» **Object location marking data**
□ □ □

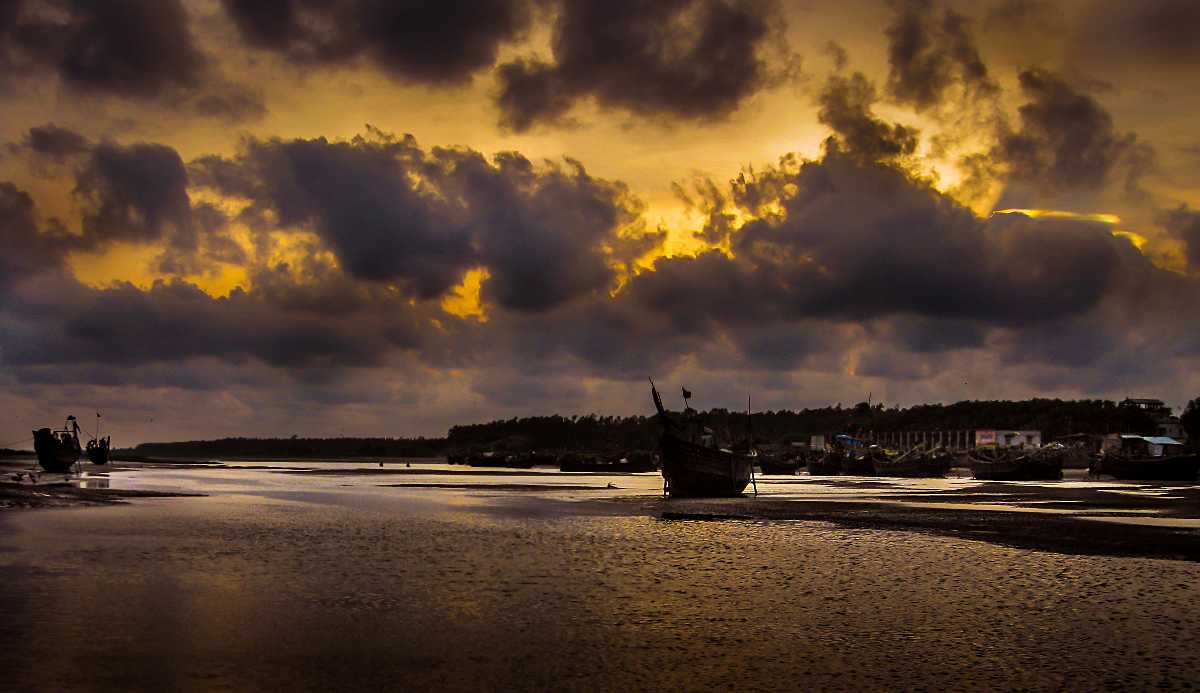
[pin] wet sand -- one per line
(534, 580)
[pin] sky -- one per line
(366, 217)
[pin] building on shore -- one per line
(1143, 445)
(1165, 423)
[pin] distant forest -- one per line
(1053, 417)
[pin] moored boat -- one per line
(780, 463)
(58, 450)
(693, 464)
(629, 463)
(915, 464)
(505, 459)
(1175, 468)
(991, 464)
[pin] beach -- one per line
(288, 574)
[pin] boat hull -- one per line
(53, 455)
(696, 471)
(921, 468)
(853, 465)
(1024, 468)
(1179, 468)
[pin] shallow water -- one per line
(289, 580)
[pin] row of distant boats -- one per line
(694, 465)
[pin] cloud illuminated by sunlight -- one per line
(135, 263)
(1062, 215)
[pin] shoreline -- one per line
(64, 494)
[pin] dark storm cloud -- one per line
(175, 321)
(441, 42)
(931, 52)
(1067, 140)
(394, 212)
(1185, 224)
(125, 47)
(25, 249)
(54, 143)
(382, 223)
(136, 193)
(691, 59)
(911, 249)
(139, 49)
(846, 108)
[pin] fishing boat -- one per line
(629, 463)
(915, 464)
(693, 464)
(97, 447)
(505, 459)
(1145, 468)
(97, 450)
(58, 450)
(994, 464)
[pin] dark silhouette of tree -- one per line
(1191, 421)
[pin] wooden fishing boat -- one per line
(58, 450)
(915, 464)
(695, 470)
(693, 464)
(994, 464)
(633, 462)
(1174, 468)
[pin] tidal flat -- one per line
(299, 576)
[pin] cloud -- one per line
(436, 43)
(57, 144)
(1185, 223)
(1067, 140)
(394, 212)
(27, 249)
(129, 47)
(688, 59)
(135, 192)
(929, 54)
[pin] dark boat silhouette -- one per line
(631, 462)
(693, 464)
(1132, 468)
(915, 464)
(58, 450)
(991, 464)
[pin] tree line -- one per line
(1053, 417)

□ □ □

Put the lines starting at the one containing "[pin] moored boat -- one per line" and ending at the one containing "(1174, 468)" into a JSON list of strings, one string per line, with blank lines left out.

» **OUTPUT OF THE EXERCISE**
[
  "[pin] moored boat -- one per line",
  "(780, 463)",
  "(58, 450)",
  "(693, 464)",
  "(629, 463)",
  "(915, 464)",
  "(505, 459)",
  "(1175, 468)",
  "(991, 464)",
  "[pin] beach -- one per line",
  "(288, 574)",
  "[pin] boat hull -- one per line",
  "(53, 455)",
  "(696, 471)",
  "(921, 468)",
  "(853, 465)",
  "(1024, 468)",
  "(1179, 468)",
  "[pin] shallow water -- one per line",
  "(289, 580)",
  "[pin] row of distant boats -- one per line",
  "(694, 465)",
  "[pin] cloud illuminated by sunlight -- one per line",
  "(135, 263)",
  "(1062, 215)",
  "[pin] shoreline -- one per line",
  "(64, 494)",
  "[pin] dark storm cloud -- one per line",
  "(175, 321)",
  "(441, 42)",
  "(931, 52)",
  "(1067, 140)",
  "(394, 212)",
  "(1185, 224)",
  "(125, 47)",
  "(25, 249)",
  "(54, 143)",
  "(382, 223)",
  "(136, 193)",
  "(691, 59)",
  "(911, 249)",
  "(139, 49)",
  "(846, 108)",
  "[pin] fishing boat -- one per line",
  "(629, 463)",
  "(915, 464)",
  "(693, 464)",
  "(97, 447)",
  "(505, 459)",
  "(1145, 468)",
  "(97, 450)",
  "(58, 450)",
  "(994, 464)",
  "[pin] dark silhouette of tree -- one per line",
  "(1191, 421)",
  "[pin] wooden fishing boat -- one per line",
  "(58, 450)",
  "(915, 464)",
  "(695, 470)",
  "(693, 464)",
  "(994, 464)",
  "(633, 462)",
  "(1174, 468)"
]